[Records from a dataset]
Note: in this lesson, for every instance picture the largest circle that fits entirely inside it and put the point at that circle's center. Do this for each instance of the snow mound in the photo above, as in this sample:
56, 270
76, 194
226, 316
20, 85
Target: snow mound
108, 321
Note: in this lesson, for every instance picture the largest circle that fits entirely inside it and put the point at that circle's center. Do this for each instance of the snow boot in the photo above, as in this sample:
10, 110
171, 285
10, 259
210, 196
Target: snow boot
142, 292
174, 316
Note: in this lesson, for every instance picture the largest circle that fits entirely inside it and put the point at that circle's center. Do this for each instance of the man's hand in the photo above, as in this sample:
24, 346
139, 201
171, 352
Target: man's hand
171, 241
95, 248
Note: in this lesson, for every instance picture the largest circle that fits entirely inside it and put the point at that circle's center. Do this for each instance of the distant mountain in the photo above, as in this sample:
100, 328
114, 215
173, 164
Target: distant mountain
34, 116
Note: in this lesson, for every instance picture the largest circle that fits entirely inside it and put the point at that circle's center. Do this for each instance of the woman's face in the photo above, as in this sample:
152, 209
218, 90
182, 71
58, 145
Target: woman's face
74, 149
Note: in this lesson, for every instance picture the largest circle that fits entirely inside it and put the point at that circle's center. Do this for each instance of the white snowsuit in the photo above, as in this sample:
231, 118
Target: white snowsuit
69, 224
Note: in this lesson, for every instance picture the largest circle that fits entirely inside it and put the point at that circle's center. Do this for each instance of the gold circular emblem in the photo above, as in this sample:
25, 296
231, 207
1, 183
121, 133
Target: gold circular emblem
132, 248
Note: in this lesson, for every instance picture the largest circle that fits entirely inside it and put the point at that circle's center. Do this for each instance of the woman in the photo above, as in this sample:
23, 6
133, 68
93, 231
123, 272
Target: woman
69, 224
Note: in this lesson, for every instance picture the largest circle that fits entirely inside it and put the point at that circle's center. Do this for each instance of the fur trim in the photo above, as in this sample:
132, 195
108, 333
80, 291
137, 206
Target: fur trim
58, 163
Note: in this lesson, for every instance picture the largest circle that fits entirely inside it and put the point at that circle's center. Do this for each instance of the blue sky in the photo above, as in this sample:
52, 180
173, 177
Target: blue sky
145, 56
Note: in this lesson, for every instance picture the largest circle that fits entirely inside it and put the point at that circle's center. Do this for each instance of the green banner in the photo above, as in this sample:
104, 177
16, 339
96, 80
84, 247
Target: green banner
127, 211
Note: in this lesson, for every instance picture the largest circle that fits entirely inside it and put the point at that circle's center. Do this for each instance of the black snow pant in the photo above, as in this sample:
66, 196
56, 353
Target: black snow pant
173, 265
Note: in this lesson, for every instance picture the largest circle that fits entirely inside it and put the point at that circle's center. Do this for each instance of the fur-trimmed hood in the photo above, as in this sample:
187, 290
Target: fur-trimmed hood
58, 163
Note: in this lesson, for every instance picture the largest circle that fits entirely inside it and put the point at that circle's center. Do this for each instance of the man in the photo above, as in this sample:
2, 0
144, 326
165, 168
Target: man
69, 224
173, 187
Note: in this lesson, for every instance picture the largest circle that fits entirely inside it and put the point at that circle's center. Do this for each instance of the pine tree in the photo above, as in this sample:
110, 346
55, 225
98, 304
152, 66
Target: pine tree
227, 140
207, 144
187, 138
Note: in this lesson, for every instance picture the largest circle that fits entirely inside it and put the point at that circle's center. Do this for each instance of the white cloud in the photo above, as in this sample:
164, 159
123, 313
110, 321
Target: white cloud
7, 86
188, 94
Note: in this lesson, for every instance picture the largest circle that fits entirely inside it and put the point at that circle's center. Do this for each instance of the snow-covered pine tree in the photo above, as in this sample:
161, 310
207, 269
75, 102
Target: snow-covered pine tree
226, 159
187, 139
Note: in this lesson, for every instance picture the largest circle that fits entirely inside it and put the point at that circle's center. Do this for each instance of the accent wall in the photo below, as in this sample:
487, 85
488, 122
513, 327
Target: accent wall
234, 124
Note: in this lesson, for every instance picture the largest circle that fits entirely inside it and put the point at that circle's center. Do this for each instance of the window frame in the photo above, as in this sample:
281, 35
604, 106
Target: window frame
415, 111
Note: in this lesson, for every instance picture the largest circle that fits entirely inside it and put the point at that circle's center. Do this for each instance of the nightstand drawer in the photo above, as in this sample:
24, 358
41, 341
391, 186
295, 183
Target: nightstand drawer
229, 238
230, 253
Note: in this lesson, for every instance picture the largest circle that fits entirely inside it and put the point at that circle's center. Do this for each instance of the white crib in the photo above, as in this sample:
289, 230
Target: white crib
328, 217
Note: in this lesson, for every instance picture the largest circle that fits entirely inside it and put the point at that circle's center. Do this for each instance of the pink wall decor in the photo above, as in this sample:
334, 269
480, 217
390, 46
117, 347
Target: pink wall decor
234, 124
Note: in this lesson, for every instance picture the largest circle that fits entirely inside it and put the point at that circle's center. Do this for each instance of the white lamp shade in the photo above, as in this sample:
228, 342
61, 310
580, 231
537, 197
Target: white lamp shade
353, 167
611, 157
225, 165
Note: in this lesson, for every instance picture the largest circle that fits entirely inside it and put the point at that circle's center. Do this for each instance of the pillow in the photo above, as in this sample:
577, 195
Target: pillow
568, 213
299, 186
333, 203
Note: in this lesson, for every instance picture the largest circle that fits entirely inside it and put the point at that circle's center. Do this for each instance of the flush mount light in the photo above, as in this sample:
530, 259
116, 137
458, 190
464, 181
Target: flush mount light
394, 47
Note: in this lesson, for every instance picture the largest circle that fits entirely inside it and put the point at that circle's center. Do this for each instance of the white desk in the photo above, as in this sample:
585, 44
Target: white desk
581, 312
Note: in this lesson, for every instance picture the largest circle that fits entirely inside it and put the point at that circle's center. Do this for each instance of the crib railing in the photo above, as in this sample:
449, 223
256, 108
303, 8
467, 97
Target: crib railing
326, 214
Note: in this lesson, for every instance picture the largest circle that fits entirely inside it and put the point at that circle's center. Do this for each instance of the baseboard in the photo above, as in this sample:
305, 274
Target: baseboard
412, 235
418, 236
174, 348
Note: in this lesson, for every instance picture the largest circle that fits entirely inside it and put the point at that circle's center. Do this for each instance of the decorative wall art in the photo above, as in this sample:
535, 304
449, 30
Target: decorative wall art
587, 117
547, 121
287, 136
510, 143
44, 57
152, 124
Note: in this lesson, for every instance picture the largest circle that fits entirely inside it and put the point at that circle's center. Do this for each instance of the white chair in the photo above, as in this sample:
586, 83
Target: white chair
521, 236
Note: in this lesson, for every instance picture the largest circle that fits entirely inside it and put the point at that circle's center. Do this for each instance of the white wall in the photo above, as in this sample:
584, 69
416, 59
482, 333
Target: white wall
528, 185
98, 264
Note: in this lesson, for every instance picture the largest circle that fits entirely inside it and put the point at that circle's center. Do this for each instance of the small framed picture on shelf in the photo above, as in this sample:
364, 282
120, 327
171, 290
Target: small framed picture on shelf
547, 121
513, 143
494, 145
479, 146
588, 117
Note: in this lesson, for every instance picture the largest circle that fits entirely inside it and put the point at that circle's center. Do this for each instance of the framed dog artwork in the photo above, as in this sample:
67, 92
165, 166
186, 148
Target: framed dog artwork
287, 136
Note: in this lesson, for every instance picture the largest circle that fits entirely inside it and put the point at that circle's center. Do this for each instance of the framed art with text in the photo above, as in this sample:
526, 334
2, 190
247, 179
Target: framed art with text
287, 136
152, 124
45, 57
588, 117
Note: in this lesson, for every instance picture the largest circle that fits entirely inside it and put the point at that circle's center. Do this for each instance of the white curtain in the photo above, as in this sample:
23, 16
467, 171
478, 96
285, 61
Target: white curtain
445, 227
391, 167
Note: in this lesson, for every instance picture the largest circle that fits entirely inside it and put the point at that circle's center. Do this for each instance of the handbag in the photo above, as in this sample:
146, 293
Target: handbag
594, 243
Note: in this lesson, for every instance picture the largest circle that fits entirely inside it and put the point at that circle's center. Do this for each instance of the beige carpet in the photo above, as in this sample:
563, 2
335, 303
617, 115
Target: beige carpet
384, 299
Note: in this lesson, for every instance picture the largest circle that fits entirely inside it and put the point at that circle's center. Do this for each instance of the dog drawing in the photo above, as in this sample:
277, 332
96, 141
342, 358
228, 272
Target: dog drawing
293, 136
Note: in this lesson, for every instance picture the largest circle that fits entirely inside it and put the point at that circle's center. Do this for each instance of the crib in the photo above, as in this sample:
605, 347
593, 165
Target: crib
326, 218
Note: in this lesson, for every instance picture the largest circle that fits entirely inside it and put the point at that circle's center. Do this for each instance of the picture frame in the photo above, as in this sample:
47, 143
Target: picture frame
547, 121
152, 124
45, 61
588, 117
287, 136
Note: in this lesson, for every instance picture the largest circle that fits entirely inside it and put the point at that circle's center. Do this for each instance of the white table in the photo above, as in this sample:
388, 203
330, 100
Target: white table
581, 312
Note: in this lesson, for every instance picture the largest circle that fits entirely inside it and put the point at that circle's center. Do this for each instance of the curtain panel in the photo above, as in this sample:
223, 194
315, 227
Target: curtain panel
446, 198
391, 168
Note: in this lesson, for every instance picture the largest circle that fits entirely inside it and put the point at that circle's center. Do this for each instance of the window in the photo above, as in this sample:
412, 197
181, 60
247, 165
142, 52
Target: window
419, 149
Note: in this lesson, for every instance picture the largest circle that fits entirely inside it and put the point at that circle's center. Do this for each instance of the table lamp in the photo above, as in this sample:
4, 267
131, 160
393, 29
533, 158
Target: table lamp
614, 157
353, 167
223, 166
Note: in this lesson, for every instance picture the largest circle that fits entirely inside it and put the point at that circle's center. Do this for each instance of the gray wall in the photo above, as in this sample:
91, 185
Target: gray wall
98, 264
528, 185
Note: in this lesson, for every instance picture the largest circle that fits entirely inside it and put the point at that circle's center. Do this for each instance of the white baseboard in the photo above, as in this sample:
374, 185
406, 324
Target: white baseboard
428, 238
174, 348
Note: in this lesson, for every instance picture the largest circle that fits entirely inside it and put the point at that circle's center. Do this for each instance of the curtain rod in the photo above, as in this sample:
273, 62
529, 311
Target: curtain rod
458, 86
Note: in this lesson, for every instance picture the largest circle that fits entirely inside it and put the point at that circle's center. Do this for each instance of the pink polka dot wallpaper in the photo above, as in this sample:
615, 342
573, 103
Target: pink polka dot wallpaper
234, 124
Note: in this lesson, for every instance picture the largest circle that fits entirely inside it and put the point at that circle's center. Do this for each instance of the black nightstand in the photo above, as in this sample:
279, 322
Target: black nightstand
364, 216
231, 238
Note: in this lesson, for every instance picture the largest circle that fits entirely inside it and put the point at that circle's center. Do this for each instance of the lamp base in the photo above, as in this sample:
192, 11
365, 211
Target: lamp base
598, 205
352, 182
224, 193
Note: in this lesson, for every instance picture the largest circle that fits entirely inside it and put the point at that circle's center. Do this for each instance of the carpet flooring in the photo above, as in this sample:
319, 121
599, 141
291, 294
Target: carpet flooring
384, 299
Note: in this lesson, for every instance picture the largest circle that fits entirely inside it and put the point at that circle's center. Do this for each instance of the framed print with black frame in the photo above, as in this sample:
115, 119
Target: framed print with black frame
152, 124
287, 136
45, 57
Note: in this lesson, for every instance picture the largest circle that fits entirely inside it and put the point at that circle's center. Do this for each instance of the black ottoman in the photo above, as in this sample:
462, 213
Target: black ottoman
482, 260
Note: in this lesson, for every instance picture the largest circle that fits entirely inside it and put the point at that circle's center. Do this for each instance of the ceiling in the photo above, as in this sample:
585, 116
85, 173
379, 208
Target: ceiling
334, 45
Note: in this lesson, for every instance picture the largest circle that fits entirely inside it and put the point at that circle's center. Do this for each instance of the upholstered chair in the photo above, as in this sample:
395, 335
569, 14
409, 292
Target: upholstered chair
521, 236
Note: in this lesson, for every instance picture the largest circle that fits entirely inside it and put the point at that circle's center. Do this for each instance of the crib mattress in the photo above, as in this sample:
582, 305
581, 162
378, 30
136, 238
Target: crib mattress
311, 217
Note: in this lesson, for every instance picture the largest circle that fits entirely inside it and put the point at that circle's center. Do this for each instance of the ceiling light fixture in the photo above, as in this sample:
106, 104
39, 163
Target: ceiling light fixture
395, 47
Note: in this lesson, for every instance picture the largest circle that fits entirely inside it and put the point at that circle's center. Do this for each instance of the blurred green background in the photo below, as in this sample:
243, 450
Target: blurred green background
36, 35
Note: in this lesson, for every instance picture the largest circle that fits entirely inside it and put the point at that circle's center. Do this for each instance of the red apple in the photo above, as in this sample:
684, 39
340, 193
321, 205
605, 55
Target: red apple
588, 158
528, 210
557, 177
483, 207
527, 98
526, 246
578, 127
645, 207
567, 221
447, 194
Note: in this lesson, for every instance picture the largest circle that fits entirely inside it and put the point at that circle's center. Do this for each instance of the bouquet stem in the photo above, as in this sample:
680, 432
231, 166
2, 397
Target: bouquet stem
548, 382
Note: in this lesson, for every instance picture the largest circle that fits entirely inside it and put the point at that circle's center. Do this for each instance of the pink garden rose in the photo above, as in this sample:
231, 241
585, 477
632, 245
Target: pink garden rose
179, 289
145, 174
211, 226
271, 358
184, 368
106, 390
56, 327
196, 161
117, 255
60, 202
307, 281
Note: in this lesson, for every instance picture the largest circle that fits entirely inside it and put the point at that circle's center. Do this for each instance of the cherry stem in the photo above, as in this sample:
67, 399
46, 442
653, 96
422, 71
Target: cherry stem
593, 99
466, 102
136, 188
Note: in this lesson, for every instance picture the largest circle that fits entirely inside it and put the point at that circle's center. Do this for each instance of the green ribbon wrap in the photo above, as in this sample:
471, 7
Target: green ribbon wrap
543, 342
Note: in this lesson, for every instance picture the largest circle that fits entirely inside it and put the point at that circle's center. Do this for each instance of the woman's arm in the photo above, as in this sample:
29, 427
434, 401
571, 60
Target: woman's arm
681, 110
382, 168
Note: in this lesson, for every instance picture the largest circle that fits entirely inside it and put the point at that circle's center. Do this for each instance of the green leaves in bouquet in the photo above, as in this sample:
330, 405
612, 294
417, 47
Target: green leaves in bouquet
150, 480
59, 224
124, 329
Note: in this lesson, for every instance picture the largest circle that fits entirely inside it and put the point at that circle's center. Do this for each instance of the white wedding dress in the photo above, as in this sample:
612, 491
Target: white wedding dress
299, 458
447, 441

DIRECTIONS:
Report the total of lines above containing the string "below", and write nothing besides it.

ANSWER TO THIS TASK:
2